▶ Excerpt:
An easy way to do this is to implement your peephole optimizer as a finite state machine.
We assume you have a raw code generator that generates instructions but does not emit them, and an emit routine that sends actual code to the object stream.
The state machine captures instructions that your code generator produces, and remembers sequences of 0 or more generated instructions by transitioning between states. A state thus implicitly remembers a (short) sequence of generated but un-emitted instructions; it also has to remember the key parameters of the instructions it has captured, such as a register name, a constant value, and/or addressing modes and abstract target memory locations. A special start state remembers the empty string of instructions. At any moment, you need to be able to emit the unemitted instructions ("flush"); if you do this all the time, your peephole generator captures the next instruction and then emits it, doing no useful work.
To do useful work, we want the machine to capture as long a sequence as possible. Since there are typically many kinds of machine instructions, as practical matter you can't remember too many in a row or the state machine will become enormous. But it is practical to remember the last two or three for the most common machine instructions (load, add, cmp, branch, store). The size of the machine will really be determined by lenght of the longest peephole optimization we care to do, but if that length is P, the entire machine need not be P states deep.
Each state has transitions to a next state based on the "next" instruction I produced by your code generator. Imagine a state represents the capture of N instructions.
The transition choices are:
flush the leftmost 0 or more (call this k) instructions that this state represents, and transition to a next state, representing N-k+1, instructions that represents the additional capture of machine instruction I.
flush the leftmost k instructions this state represents, transition to the state
that represents the remaining N-k instructions, and reprocess instruction I.
flush the state completely, and emit instruction I, too. [You can actually
do this on the just the start state].
When flushing the k instructions, what actually gets emitted is the peephole optimized version of those k. You can compute anything you want in emitting such instructions. You also need to remember "shift" the parameters for the remaining instructions appropriately.
This is all pretty easily implemented with a peephole optimizer state variable, and a case statement at each point where your code generator produces its next instruction. The case statement updates the peephole optimizer state and implements the transition operations.

▶ To be done:
- A) Switch "background" to "surface" in the records, beginning at the line that contains "Trace the outline of every instance of the white wall" and stopping at the end of the records, and give only those lines with everything else unchanged.
- B) Continue the explanation of implementing a peephole optimizer as a finite state machine from the point at which it ends.
The records that follow are unrelated to the explanation of the peephole optimizer.

▶ Records shown:
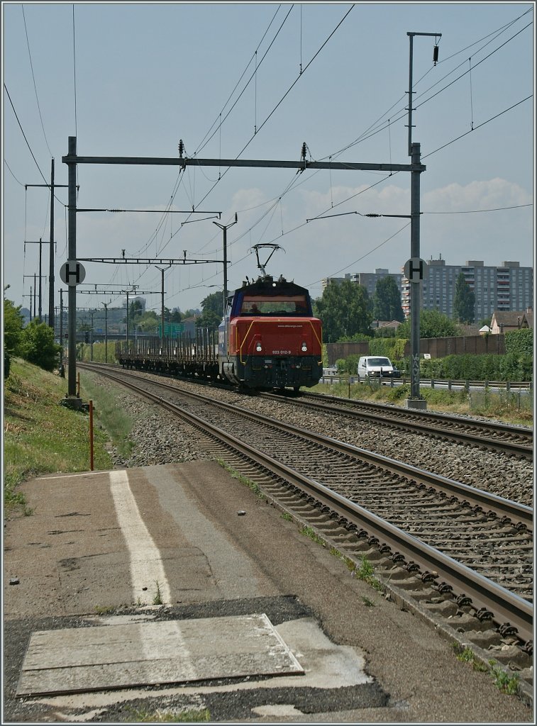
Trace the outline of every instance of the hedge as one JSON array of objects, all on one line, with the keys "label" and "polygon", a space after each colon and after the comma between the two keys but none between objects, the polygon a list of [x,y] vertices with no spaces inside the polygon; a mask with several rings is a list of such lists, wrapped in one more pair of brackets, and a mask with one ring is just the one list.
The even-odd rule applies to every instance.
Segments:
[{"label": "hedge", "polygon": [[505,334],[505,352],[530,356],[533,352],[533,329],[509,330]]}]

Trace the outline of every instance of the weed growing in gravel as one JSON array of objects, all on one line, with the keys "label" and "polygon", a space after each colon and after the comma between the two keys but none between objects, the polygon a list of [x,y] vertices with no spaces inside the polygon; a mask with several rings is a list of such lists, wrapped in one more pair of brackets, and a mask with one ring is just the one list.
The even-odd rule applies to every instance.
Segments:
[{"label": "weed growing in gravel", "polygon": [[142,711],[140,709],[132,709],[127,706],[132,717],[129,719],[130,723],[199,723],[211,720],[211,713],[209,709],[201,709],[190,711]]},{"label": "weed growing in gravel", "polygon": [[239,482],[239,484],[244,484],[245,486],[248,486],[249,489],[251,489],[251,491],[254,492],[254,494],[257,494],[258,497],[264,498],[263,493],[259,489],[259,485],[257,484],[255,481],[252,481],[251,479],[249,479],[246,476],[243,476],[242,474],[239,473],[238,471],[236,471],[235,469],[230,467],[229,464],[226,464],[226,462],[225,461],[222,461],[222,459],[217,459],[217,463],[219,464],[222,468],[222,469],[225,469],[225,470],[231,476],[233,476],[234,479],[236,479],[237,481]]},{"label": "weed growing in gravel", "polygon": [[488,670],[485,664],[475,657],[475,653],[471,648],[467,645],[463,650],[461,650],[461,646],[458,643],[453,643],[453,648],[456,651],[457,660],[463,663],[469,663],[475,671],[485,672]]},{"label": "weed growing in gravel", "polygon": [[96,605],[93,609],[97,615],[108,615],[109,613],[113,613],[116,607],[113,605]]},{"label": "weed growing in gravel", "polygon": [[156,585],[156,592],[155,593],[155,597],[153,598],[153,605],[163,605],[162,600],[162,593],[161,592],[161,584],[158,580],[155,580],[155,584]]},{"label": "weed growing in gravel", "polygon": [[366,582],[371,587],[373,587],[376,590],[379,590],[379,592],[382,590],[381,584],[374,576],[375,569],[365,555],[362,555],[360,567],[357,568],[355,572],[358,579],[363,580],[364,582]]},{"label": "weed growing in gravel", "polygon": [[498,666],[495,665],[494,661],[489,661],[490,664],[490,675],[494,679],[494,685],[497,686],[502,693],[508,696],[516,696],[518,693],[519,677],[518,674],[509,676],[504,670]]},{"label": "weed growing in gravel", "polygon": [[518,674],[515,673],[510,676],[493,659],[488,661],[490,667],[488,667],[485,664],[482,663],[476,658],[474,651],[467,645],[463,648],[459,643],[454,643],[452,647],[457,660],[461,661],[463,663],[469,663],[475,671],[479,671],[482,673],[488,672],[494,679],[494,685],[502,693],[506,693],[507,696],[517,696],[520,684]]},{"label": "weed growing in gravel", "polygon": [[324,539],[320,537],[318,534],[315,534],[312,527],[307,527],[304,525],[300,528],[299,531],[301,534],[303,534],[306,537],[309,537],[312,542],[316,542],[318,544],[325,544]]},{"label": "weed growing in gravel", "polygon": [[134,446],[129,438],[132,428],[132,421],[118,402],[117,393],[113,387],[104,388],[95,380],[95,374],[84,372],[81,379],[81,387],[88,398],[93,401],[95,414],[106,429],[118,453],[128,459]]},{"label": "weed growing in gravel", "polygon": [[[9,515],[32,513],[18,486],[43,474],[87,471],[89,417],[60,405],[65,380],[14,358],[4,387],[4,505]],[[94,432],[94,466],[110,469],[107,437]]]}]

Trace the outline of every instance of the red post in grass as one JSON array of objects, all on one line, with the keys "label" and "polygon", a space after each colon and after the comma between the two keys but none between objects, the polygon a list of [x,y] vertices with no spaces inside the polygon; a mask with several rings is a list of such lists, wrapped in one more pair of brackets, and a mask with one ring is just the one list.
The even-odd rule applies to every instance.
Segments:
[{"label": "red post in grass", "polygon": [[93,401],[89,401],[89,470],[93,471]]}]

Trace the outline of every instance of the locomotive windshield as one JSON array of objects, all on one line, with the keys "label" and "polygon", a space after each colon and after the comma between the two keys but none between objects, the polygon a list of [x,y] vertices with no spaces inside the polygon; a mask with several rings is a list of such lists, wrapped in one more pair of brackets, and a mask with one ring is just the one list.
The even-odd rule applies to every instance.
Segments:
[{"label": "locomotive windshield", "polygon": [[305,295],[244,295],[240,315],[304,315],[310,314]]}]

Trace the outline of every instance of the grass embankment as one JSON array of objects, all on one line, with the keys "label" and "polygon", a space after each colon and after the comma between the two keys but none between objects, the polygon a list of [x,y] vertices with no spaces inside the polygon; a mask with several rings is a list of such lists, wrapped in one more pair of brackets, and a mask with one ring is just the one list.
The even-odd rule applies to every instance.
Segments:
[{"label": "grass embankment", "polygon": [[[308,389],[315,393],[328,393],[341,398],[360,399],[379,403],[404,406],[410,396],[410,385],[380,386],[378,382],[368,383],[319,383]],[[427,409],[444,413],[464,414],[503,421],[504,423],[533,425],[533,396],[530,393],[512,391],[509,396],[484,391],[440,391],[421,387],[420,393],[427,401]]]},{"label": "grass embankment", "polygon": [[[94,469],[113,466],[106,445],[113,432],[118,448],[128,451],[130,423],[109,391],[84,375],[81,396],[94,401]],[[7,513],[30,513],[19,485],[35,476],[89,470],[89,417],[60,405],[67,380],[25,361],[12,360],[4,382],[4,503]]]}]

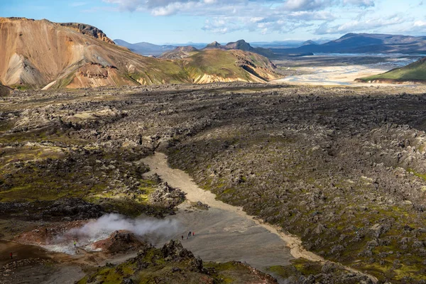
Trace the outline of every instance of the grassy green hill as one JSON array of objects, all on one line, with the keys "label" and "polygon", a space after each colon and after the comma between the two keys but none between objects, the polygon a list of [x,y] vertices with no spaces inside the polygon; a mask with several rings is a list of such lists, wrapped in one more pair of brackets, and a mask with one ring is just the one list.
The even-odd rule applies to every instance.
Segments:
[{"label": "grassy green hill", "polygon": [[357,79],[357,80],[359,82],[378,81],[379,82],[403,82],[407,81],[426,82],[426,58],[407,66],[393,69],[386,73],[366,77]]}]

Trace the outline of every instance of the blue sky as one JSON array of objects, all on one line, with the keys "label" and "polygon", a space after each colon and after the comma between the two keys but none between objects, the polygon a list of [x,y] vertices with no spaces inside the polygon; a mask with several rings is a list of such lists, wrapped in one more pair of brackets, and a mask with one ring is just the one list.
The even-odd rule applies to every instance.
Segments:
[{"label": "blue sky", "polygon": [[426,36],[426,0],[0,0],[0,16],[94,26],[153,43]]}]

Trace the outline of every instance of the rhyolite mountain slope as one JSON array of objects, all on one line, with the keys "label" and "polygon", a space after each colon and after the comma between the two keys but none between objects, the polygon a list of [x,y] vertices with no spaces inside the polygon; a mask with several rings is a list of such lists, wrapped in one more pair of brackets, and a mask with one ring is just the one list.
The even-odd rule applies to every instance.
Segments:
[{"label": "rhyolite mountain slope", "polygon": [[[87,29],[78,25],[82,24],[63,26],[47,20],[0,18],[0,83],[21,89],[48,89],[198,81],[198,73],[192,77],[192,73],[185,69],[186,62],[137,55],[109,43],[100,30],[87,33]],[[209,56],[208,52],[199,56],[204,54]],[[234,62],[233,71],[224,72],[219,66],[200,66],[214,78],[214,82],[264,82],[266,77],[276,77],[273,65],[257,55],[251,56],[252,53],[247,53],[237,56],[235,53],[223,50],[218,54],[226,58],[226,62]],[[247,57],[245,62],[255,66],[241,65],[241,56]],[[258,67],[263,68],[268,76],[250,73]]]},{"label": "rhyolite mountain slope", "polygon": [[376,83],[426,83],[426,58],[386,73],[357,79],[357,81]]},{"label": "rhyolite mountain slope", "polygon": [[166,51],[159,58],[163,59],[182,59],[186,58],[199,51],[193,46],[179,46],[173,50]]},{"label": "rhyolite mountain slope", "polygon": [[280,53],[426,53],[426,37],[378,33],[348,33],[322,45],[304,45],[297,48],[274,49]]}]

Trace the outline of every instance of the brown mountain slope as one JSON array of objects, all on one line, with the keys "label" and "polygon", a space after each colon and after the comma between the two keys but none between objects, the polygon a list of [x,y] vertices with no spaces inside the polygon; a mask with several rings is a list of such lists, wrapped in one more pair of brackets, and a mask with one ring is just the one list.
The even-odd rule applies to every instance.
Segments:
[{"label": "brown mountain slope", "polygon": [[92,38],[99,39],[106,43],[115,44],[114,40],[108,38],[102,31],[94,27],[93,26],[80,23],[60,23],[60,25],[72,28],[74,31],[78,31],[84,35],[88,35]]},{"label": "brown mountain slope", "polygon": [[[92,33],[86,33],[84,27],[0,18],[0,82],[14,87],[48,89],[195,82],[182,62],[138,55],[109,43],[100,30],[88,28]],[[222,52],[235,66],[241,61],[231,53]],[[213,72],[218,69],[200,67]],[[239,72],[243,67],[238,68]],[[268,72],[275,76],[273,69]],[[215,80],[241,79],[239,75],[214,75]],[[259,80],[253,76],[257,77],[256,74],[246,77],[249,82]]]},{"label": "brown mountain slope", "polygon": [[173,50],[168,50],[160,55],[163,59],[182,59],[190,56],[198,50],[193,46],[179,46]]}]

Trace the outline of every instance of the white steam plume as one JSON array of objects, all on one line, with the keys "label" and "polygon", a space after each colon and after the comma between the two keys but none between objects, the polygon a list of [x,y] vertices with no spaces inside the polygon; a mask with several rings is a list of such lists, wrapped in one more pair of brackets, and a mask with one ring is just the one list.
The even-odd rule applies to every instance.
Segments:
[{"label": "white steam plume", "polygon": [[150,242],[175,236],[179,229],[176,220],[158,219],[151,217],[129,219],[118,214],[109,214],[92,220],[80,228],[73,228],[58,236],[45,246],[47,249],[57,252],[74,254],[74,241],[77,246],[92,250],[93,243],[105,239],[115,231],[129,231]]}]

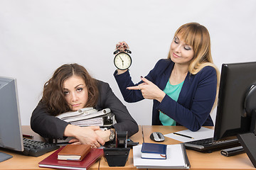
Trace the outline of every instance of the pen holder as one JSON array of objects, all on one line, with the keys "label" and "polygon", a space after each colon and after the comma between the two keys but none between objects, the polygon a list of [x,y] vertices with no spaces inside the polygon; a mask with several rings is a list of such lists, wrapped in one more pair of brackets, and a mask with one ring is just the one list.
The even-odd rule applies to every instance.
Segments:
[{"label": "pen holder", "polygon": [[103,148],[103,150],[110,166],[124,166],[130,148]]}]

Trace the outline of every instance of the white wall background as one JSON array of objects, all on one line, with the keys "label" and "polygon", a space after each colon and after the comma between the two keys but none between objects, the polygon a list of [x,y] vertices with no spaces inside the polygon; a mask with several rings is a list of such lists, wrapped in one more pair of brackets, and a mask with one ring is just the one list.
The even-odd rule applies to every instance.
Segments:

▶ Per-task answers:
- A)
Trace the outline of every instance of the white wall surface as one JSON array of objects, all on one line, with the keys "label" and "polygon", a space after each colon and after the comma between the two keys but none between objects, the polygon a list of [x,y] vertices with no spaces inside the polygon; a mask with several rings is a list of such lists, wrapped in one more pair of brackets, and a mask with one ring is just the one list.
The even-odd rule applies to every instance.
Segments:

- B)
Assume our machine is an augmented stack machine, has
PUSHVAR x
PUSHK i
ADD
POPVAR x
MOVE x,k
instructions, but the raw code generator generates only pure stack machine instructions, e.g., it does not emit the MOV instruction at all. We want the peephole optimizer to do this.
The peephole cases we care about are:
PUSHK i, PUSHK j, ADD ==> PUSHK i+j
PUSHK i, POPVAR x ==> MOVE x,i
Our state variables are:
PEEPHOLESTATE (an enum symbol, initialized to EMPTY)
FIRSTCONSTANT (an int)
SECONDCONSTANT (an int)
Our case statements:
GeneratePUSHK:
switch (PEEPHOLESTATE) {
EMPTY: PEEPHOLESTATE=PUSHK;
FIRSTCONSTANT=K;
break;
PUSHK: PEEPHOLESTATE=PUSHKPUSHK;
SECONDCONSTANT=K;
break;
PUSHKPUSHK:
#IF consumeEmitLoadK // flush state, transition and consume generated instruction
emit(PUSHK,FIRSTCONSTANT);
FIRSTCONSTANT=SECONDCONSTANT;
SECONDCONSTANT=K;
PEEPHOLESTATE=PUSHKPUSHK;
break;
#ELSE // flush state, transition, and reprocess generated instruction
emit(PUSHK,FIRSTCONSTANT);
FIRSTCONSTANT=SECONDCONSTANT;
PEEPHOLESTATE=PUSHK;
goto GeneratePUSHK; // Java can't do this, but other langauges can.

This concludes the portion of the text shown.